RECORDED DATA Block Start

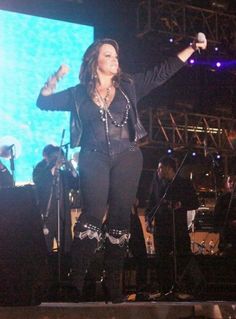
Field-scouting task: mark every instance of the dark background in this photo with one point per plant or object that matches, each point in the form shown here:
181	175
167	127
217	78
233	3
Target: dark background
200	88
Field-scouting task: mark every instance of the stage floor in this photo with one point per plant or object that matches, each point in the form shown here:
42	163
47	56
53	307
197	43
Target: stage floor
129	310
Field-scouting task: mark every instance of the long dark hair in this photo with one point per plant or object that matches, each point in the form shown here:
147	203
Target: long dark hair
88	69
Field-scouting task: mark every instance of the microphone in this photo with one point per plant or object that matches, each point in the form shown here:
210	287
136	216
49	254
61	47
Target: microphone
62	71
45	230
201	38
205	147
8	148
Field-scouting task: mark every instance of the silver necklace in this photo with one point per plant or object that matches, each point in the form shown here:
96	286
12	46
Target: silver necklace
105	112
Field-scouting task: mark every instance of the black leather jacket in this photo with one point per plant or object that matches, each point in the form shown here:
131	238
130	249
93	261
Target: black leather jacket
139	85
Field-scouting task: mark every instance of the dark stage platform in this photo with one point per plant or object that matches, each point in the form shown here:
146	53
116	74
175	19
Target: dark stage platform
139	310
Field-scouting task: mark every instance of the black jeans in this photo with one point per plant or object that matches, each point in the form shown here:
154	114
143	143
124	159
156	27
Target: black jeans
110	182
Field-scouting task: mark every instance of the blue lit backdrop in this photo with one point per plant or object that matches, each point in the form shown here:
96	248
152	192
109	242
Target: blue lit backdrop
31	48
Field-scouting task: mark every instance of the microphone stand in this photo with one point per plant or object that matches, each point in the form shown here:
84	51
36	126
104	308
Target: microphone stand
154	212
12	165
58	199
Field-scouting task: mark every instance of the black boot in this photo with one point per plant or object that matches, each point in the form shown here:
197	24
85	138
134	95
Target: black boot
87	238
115	248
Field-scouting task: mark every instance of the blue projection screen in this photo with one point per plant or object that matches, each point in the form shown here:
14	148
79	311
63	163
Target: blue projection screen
31	49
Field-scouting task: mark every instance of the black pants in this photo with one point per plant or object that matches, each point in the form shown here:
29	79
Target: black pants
110	181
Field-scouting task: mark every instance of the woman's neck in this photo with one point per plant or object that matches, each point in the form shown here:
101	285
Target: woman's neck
104	83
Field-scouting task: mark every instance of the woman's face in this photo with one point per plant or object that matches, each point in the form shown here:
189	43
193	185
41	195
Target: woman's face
107	63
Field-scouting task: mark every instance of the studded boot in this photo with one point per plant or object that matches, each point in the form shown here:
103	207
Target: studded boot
116	242
87	238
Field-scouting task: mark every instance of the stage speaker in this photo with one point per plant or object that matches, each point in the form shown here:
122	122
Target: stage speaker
23	253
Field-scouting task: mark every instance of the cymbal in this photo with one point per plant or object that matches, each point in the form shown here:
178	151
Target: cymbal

RECORDED DATA Block End

**TASK DETAILS**
Starting at the line that contains "Target: black pants", write out every line to the end of the entries, exactly as given.

**PROBLEM SOLUTION**
Target: black pants
110	181
Field-scouting task: mark every instance of the woman's neck in this photo with one point per plant or object that matches, each point in the form shown here:
101	285
Target: woman's neck
104	83
Field-scouting task: mark every instance of the woman's face in this photo with one point per plant or object that matches, each point in the form shown here:
189	43
193	185
41	195
Target: woman's face
107	63
Field-scouting task: mark every instance of the studded boot in this photo with one point per plant or object that matches, each point in the form shown here:
103	207
Target: studded boot
116	242
87	238
Field-scouting task: mark every instance of the stage speaker in this photo with one point per plant or object that matches, each point in the form shown here:
122	122
Target: stage speaker
23	253
Field-scouting task: mark every instance of the cymbal in this photo with one point per plant or object that matches, each point in the form shown here:
178	151
Target: cymbal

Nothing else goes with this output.